- Directed by: Conny Templeman
- Screenplay by: Conny Templeman Antoine Lacomblez
- Produced by: Simon Perry Patrick Sandrin
- Starring: Imogen Stubbs Jean-Philippe Écoffey Michel Robin Daniel Day-Lewis Roger Ibáñez Lou Castel
- Cinematography: Martin Fuhrer
- Edited by: Tom Priestley
- Music by: John E. Keane
- Production companies: Umbrella Films Arion Production
- Release dates: 7 September 1986 (Toronto International Film Festival); 27 February 1987 (United Kingdom);
- Running time: 110 minutes
- Country: France
- Languages: French Italian English

= Nanou (film) =

Nanou is a 1986 Franco-British feature film directed by Conny Templeman. It stars Imogen Stubbs, Jean-Philippe Écoffey, Michel Robin and Daniel Day-Lewis.

== Plot ==
In the 1970s, a blonde English student, Nanou, spends just a few months on the continent. She tours Switzerland, but prefers France. In Lorraine, she meets Luc, a handsome worker in the militant extreme left-wing, and trains with him in his activities outside the law. She gradually moves into the French village and lives out her activist life on the sidelines until England remembers her ...

Coordinate labeling data
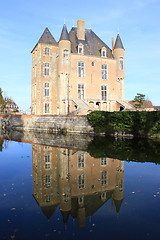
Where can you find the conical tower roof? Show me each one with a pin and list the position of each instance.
(47, 38)
(118, 43)
(64, 34)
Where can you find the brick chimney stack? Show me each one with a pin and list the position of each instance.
(81, 30)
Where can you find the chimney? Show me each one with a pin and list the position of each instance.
(81, 30)
(112, 44)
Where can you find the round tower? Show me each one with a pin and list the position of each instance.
(118, 53)
(64, 66)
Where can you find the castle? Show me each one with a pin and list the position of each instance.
(78, 74)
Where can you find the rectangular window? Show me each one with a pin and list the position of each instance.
(80, 69)
(103, 161)
(46, 69)
(65, 56)
(46, 107)
(46, 51)
(48, 198)
(104, 92)
(47, 161)
(81, 160)
(81, 181)
(121, 185)
(80, 49)
(46, 89)
(104, 71)
(47, 181)
(121, 63)
(103, 53)
(104, 178)
(81, 91)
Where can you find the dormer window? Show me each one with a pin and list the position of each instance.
(46, 51)
(103, 52)
(121, 63)
(65, 55)
(80, 49)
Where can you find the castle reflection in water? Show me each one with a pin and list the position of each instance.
(77, 182)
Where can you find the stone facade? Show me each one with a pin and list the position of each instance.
(49, 124)
(78, 74)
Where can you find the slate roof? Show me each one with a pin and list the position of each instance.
(64, 34)
(46, 38)
(146, 104)
(92, 43)
(118, 43)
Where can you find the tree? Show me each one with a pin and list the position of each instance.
(139, 99)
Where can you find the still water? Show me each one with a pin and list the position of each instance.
(79, 190)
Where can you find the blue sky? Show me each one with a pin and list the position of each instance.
(23, 22)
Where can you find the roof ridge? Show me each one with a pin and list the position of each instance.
(64, 34)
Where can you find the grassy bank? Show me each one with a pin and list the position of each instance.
(139, 124)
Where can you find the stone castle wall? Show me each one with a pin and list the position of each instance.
(49, 124)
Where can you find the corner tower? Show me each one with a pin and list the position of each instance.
(64, 69)
(44, 75)
(118, 53)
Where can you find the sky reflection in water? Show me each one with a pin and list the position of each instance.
(60, 193)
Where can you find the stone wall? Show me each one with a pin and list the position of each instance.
(49, 124)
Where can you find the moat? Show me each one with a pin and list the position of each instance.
(77, 187)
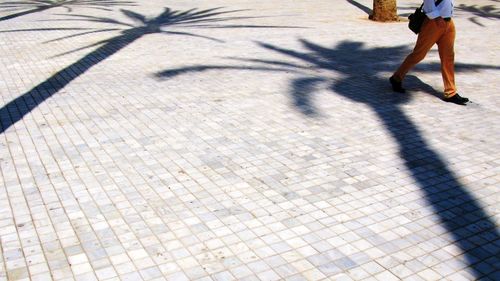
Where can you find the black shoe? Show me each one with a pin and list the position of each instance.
(457, 99)
(396, 86)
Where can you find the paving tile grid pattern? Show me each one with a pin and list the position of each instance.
(244, 140)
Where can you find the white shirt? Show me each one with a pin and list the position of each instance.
(444, 9)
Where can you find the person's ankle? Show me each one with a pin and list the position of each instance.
(397, 85)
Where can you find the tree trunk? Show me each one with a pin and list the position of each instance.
(384, 10)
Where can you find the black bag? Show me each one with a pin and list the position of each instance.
(417, 18)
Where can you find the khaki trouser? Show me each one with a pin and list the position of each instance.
(429, 35)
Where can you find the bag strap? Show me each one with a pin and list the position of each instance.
(436, 3)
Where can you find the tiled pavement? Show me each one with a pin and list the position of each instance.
(255, 141)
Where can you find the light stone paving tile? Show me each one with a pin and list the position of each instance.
(129, 147)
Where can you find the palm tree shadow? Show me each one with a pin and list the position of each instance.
(36, 6)
(486, 12)
(451, 201)
(362, 74)
(16, 109)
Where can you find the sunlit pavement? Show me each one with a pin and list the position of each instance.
(244, 140)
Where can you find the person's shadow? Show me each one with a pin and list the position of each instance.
(472, 229)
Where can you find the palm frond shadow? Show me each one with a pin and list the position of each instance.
(36, 6)
(491, 12)
(471, 228)
(16, 109)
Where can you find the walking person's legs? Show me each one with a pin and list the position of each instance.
(427, 37)
(447, 56)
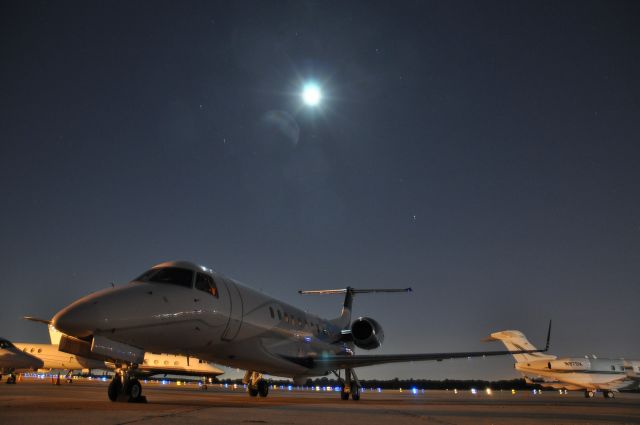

▶ [TASKS TO CARRY OUT]:
- a) List every actor named under "Starring" in the Nanou article.
- b) Using the Nanou article, answer these:
(i) What is the film's running time?
(ii) In which region does Nanou meet Luc?
(iii) On what date was the film released in the United Kingdom?

▶ [THE REPLIES]:
- a) Imogen Stubbs, Jean-Philippe Écoffey, Michel Robin, Daniel Day-Lewis, Roger Ibáñez, Lou Castel

- b)
(i) 110 minutes
(ii) Lorraine
(iii) 27 February 1987